**Required task:**
Swap "hashtag" for "pound sign" in the lines from the one containing "task | indicate the yellow hashtag" through the one containing "query | pink backdrop wall", inclusive, and give only those lines back with nothing else changed.

[Entries from a point annotation set]
+ + +
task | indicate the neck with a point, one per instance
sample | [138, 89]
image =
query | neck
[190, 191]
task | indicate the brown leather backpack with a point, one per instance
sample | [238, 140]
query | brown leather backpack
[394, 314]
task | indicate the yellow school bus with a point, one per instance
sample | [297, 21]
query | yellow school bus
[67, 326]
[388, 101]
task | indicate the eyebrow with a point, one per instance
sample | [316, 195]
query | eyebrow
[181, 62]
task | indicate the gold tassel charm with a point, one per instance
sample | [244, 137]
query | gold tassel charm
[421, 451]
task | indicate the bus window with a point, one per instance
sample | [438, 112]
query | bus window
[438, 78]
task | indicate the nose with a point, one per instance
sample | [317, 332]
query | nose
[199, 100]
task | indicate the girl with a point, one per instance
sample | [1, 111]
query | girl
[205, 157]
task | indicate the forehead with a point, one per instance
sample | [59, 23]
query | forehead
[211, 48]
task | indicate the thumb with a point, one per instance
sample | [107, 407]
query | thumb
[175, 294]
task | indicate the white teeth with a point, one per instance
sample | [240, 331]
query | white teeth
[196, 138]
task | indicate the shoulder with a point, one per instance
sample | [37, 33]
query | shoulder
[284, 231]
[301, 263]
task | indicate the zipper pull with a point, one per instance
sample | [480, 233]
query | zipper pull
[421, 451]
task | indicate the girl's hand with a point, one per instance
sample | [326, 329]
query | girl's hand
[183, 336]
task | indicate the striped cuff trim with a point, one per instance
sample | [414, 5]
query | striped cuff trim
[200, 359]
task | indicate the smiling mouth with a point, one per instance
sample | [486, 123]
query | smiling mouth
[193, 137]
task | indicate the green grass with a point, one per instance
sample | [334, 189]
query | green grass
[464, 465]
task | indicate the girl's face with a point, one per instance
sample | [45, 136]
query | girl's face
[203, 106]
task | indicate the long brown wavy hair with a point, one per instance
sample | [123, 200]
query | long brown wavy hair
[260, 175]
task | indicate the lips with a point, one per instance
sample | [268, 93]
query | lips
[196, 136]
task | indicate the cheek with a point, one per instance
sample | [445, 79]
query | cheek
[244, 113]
+ + +
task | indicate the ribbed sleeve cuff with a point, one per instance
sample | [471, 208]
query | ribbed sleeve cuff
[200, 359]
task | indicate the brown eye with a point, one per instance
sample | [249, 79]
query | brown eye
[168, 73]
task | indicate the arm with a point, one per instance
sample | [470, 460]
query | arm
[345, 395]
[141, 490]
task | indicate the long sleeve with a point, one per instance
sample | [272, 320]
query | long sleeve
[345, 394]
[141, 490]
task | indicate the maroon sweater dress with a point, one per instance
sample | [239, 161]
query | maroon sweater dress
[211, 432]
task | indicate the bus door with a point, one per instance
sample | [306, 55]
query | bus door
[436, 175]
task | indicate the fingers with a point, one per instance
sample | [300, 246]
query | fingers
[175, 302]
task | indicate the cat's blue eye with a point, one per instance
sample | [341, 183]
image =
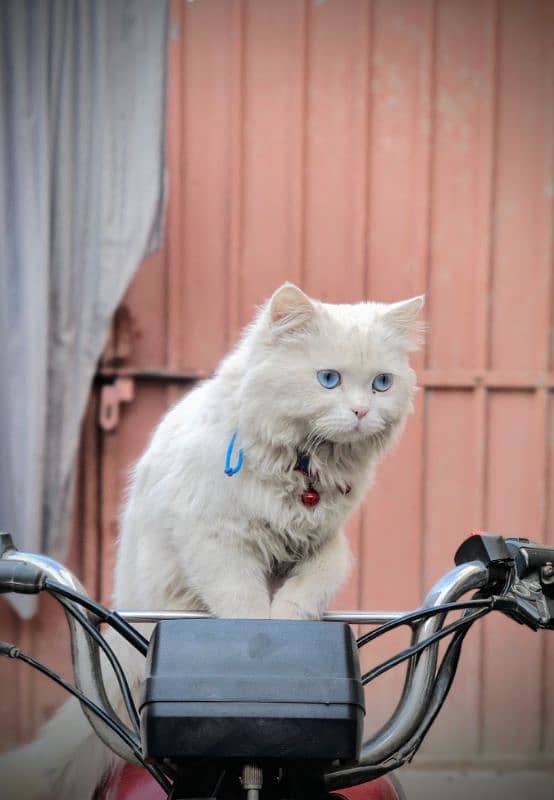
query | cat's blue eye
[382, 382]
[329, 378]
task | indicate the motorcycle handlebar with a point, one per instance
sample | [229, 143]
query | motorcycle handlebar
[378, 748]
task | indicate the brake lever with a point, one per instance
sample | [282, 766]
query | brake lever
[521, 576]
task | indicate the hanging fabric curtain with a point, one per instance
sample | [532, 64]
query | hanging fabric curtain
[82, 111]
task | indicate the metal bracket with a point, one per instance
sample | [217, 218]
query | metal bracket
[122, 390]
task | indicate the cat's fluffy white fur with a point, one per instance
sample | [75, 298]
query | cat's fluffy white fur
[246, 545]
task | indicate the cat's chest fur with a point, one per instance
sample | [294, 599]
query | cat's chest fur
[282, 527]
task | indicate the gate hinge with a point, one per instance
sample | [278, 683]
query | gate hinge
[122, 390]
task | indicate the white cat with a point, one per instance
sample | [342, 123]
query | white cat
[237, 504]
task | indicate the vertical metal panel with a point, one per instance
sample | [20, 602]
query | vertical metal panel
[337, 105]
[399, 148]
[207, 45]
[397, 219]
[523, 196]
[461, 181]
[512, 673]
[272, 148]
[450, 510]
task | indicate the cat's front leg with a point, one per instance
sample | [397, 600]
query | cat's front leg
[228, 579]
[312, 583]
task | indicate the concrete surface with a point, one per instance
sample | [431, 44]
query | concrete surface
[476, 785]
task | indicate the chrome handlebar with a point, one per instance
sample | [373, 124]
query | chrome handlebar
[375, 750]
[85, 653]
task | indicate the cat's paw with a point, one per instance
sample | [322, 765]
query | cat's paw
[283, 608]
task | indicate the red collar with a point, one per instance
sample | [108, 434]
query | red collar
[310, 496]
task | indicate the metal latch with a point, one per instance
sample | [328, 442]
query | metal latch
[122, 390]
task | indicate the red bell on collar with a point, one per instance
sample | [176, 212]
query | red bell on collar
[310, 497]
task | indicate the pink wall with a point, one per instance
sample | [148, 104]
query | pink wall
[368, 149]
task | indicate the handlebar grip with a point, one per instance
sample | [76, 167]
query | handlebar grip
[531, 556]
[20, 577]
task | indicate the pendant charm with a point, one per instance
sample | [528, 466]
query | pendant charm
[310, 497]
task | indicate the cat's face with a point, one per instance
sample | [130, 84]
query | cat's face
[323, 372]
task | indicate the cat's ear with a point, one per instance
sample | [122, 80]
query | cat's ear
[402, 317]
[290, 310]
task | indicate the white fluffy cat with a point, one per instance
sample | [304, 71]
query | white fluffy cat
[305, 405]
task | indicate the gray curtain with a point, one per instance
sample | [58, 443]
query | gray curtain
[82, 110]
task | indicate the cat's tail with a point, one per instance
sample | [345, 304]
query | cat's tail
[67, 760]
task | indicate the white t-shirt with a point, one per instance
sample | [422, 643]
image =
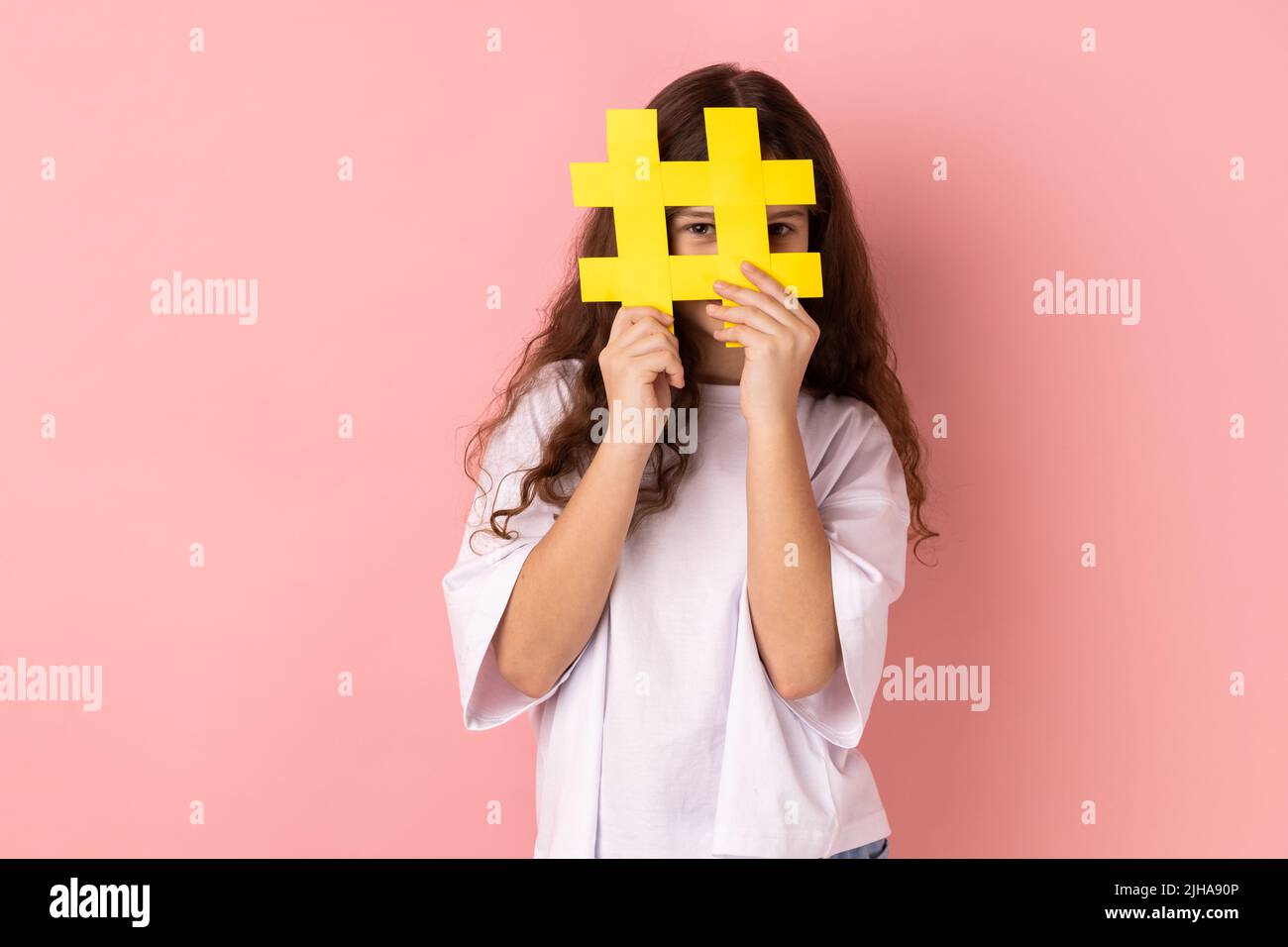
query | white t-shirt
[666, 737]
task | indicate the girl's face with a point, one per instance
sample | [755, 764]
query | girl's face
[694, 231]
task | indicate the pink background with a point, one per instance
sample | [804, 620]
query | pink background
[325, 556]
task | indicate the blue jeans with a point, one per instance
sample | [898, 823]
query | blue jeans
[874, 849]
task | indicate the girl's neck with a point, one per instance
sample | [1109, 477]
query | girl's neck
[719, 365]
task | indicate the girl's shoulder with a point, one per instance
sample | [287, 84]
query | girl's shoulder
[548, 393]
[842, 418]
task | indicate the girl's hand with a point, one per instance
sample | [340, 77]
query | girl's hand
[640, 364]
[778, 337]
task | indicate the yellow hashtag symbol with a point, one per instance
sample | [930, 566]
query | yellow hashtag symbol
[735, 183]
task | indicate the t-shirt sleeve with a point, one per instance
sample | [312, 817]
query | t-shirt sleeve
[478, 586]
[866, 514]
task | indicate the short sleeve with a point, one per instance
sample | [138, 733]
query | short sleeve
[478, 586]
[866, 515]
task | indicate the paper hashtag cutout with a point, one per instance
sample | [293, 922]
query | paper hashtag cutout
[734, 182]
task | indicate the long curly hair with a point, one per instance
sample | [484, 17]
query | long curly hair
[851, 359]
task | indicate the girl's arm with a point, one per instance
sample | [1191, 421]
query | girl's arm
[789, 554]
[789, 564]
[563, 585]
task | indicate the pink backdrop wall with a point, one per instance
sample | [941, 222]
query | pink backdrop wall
+ + +
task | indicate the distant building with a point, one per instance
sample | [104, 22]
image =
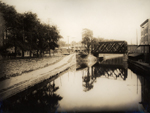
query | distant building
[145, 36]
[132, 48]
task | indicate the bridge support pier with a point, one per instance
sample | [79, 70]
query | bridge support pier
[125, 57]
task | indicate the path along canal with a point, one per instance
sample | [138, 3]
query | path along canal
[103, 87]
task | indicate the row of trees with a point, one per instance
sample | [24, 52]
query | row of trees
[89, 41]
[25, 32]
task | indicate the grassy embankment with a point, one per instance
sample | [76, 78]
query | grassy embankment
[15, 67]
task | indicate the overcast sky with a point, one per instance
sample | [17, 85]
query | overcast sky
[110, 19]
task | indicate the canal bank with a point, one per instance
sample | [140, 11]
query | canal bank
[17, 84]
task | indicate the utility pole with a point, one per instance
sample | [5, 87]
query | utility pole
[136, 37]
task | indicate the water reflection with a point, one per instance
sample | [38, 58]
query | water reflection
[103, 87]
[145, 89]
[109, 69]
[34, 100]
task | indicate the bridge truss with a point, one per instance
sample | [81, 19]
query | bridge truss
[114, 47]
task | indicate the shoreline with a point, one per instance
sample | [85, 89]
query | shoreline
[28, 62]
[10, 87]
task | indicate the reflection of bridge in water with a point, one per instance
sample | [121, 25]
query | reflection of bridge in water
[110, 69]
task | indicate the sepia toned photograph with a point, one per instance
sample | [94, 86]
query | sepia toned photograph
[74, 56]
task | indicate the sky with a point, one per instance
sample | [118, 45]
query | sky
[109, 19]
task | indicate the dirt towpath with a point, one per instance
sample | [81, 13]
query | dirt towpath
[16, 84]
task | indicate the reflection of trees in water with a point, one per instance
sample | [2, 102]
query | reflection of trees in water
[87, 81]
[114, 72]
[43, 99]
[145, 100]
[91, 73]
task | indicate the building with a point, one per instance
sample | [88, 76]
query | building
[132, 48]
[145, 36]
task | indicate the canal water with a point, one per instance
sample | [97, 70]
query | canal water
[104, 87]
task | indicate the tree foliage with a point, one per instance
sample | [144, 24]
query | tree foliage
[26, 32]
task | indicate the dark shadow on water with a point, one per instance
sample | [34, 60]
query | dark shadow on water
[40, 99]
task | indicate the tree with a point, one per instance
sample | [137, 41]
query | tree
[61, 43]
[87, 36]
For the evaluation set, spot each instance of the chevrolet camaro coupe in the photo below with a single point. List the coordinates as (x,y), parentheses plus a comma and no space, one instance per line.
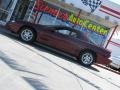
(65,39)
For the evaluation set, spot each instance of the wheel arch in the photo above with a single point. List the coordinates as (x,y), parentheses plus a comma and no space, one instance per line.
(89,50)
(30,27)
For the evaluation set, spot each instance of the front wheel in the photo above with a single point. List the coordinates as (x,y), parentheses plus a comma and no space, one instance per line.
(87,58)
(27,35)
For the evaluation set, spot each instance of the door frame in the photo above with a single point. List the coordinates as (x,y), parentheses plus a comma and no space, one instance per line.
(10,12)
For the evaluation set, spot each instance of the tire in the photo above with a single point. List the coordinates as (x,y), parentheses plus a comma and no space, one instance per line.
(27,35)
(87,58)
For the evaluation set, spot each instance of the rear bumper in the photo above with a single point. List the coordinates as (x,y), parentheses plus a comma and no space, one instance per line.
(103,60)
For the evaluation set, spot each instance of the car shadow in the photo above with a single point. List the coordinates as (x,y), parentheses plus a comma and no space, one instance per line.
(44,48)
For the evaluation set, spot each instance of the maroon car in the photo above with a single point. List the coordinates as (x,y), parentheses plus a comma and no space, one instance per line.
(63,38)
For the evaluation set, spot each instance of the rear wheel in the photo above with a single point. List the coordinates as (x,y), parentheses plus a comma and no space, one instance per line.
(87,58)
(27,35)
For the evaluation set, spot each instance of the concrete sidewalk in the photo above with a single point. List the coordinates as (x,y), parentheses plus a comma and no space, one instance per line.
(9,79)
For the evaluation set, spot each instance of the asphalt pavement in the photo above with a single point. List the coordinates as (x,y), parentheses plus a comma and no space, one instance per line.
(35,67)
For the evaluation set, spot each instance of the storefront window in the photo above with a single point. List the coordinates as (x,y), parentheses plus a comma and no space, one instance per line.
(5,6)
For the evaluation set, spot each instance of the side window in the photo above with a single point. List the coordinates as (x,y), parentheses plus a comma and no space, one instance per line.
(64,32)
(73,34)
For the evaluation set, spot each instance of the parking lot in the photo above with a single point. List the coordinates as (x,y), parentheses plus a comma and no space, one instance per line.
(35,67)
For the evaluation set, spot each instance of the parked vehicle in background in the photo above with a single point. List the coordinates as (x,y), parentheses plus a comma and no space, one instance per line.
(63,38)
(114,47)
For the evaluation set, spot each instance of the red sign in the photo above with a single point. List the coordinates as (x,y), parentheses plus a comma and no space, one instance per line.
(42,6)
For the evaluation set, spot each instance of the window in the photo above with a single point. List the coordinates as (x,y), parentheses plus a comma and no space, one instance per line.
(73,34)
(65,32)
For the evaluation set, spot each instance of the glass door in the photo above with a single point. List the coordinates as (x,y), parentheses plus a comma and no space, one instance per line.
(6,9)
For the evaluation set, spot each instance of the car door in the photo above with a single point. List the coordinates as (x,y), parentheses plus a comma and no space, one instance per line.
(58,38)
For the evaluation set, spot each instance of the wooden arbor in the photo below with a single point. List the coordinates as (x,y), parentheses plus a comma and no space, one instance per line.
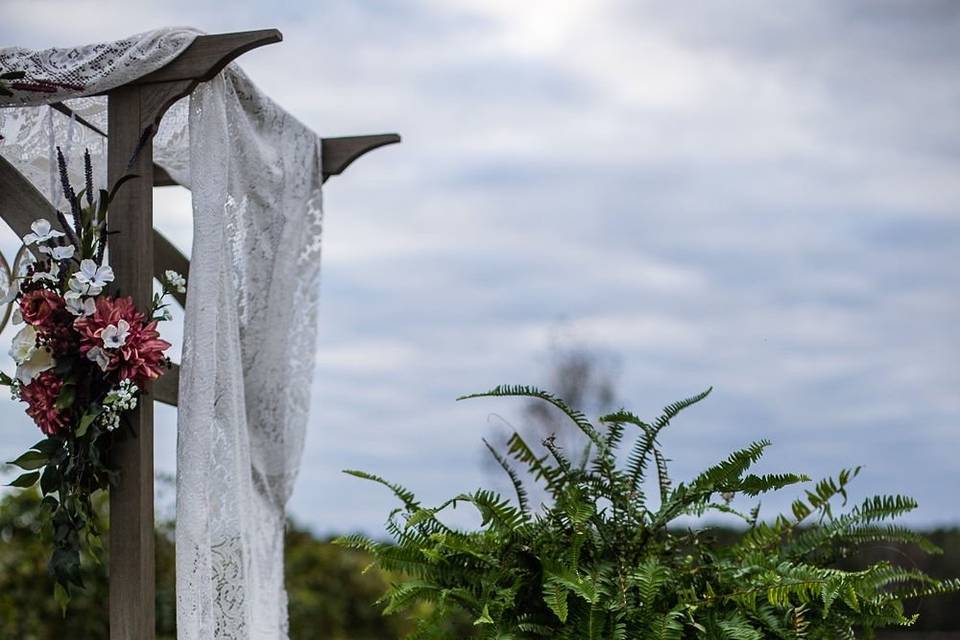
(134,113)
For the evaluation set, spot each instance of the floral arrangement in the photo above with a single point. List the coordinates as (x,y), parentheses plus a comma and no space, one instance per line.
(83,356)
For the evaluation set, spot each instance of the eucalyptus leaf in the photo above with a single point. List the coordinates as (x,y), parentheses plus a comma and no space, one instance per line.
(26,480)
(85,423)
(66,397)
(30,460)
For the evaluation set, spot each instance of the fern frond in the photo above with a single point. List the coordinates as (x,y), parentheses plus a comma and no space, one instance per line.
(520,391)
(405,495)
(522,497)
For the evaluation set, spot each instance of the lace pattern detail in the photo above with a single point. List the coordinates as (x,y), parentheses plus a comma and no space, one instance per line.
+ + +
**Solution for this problem:**
task | indicate the yellow pound sign symbol with a point, one per instance
sample | [930, 566]
query | yellow pound sign symbol
[735, 183]
task | indicate the t-shirt sleeve with a point, one per instance
sample | [312, 817]
query | t-shirt sleeve
[478, 586]
[866, 514]
task | indicate the short sleeve with a point, one per instance
sample | [138, 733]
query | short sleeve
[478, 586]
[866, 515]
task | indicate the paper pound sign cutout with a point, one per instance
sample | [293, 922]
query | paper pound sign cutout
[734, 182]
task | indicate the long curly hair with a point, one per instance
sample | [484, 17]
query | long curly hair
[851, 359]
task | indicate the girl's arm with a point, one per instance
sample | [1191, 421]
query | girl's arm
[789, 554]
[789, 564]
[563, 585]
task | indicate the pink backdrop wall with a point, one per instance
sample | [941, 222]
query | pink backdrop wall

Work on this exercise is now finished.